GIVEN INSTRUCTION:
Recast the records below as a JSON list of strings with one string per line. Skip blank lines and omit the pictures.

** start **

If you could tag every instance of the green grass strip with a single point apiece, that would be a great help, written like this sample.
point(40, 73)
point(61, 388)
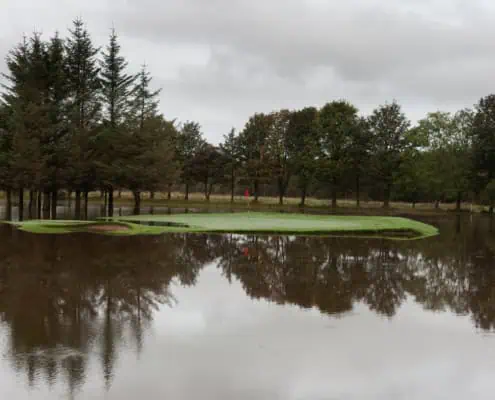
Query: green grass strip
point(247, 223)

** end **

WORKED SOLUTION:
[
  "If you could tag every instance of the green grass strip with a single point apiece, that would be a great help, written like this sample.",
  "point(40, 73)",
  "point(61, 388)",
  "Query: green grass strip",
  "point(247, 223)"
]